**WORK INSTRUCTION**. Write out the listing beneath this instruction in its entirety, exactly as it reads.

**RECORDS SHOWN**.
───

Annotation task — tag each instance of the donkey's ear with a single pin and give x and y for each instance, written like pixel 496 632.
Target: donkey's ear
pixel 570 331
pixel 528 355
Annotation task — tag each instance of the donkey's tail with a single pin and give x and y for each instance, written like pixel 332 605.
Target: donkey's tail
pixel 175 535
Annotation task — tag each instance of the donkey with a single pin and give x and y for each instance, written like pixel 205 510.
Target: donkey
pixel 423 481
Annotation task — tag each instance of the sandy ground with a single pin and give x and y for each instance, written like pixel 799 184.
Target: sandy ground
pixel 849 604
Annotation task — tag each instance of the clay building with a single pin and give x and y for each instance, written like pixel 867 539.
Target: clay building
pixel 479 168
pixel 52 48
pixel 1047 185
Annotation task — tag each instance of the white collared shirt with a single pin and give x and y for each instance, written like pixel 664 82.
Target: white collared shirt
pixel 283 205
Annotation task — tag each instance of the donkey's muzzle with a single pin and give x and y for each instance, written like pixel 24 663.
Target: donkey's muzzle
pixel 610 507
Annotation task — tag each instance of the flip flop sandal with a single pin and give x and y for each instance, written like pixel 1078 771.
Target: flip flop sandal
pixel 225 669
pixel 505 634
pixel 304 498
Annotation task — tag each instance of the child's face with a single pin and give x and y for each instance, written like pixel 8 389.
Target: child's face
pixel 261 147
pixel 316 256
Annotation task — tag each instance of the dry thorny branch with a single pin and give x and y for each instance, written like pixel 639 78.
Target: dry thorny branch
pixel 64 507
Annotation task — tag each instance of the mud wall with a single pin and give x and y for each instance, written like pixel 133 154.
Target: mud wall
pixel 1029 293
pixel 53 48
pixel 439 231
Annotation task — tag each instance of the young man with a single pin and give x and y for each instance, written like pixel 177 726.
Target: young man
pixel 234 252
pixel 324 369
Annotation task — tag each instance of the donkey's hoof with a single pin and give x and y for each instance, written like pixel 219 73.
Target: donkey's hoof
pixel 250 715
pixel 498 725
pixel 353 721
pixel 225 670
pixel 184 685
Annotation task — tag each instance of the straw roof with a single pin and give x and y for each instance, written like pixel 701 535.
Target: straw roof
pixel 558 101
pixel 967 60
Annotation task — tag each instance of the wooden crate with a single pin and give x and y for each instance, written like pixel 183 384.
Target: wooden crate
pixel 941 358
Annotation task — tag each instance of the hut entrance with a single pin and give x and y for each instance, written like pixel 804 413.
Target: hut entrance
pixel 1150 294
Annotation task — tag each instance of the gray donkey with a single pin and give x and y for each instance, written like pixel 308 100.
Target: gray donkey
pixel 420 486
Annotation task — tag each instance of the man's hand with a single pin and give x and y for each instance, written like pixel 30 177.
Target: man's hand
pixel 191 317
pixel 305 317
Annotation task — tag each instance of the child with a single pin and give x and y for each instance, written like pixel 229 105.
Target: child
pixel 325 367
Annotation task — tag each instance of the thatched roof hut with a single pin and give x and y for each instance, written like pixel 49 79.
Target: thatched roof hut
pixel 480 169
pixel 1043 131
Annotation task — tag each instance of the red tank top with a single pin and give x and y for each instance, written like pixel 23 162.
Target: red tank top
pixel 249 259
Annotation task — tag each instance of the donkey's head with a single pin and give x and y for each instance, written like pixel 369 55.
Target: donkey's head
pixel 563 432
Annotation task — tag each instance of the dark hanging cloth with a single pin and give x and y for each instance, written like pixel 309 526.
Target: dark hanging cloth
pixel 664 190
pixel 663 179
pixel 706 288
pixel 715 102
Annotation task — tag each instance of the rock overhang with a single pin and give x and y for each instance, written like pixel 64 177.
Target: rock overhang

───

**REPLY**.
Annotation task — tag each instance of the donkey's ear with a single pin and give x and y for each instance, written like pixel 496 632.
Target: donkey's ear
pixel 570 331
pixel 528 355
Annotation task — tag each instance of the donkey's tail with a single pin and give x and y for each instance, written like pixel 332 605.
Target: donkey's tail
pixel 175 535
Annotation task — tag each instance of the donkey with a single pin and give x and y for each instance, written like pixel 205 510.
Target: donkey
pixel 423 481
Annotation task — tag each instance of the sandy ground with a single pin and give x and y for each instance, written like pixel 799 184.
Target: sandy ground
pixel 849 604
Annotation task — tag each instance of the clay building with a single pin and give x and y for each instance, written like pixel 867 539.
Target: clay building
pixel 479 168
pixel 52 48
pixel 1047 185
Annotation task — tag each instance of the white collared shirt with a single pin and give x and y for each instance, written like pixel 664 82.
Target: white collared shirt
pixel 283 205
Annotation task — tag each instance of the donkey's muzzle with a single pin and give x and y for each instance, written like pixel 24 663.
Target: donkey's muzzle
pixel 610 507
Annotation task — tag each instance of the flip flop sandal with a single pin and give x and y for each instance, written like pixel 1078 771.
Target: flip flop sandal
pixel 225 669
pixel 505 634
pixel 304 498
Annotation task — tag each instance of the child's face with a single pin and give x and y for each instance, written like pixel 8 389.
Target: child's face
pixel 261 147
pixel 316 256
Annotation task — tag each instance of the dry thorny branch with a single pin and give x and y for each instance, written like pixel 639 78.
Target: dry thorny branch
pixel 64 507
Annotation task — tag each instance of the mud wall with a single pin and give x and y for each instance, written like pixel 133 154.
Target: mud wall
pixel 1029 293
pixel 53 48
pixel 439 231
Annotation task — tag each instance of the young man with a single pin and give x and y for each instance, written like pixel 177 726.
Target: young man
pixel 234 252
pixel 324 369
Annotation task — tag each instance of the donkey's hoof with a single pin and give x and y for each instance, written like pixel 219 73.
Target: donkey's hoof
pixel 250 715
pixel 498 725
pixel 353 721
pixel 225 670
pixel 184 685
Annotation task — tag each instance of the straw roof with a single pin and give x and y for each instance, written like pixel 701 535.
Target: straw roof
pixel 558 101
pixel 967 60
Annotation task — tag each instance of the wooden crate with a single pin and give x and y for each instance, written like pixel 183 384.
Target: wooden crate
pixel 941 358
Annotation task — tag each instance of the hut entrance with a single pin and give x and y for each instance, written like pixel 804 413.
Target: hut entrance
pixel 1150 294
Annotation task — tag each instance of the gray donkey with a single pin and give x and y for each instance, written like pixel 308 100.
Target: gray donkey
pixel 420 486
Annotation task — tag each instance of the man's hand with a single pin and give x and y for each instance, written like pixel 30 177.
Target: man's hand
pixel 191 317
pixel 305 317
Annotation task — tag each instance of the child with a single pin and give x and y for each instance, written like pixel 229 105.
Target: child
pixel 325 367
Annotation task — tag each instance of the thatched roof hut with a single pin and give x and y for each instance, written like pixel 49 79.
Target: thatched roof hut
pixel 480 169
pixel 1043 131
Annotation task — tag each instance of the red tank top with a single pin and give x and y for each instance, written like pixel 23 162.
Target: red tank top
pixel 249 259
Annotation task — tag each instance of the donkey's head with a single pin and give x and y for each instance, written like pixel 369 55.
Target: donkey's head
pixel 563 432
Annotation task — tag each instance of the dark hanging cloth with a single pin and give x and y for each instance, written like pixel 309 526.
Target: dark hanging cloth
pixel 664 190
pixel 663 179
pixel 706 288
pixel 715 102
Annotation task — tag each instance of the rock overhang with a single pin and give x and y for each instance, written like pixel 64 177.
Target: rock overhang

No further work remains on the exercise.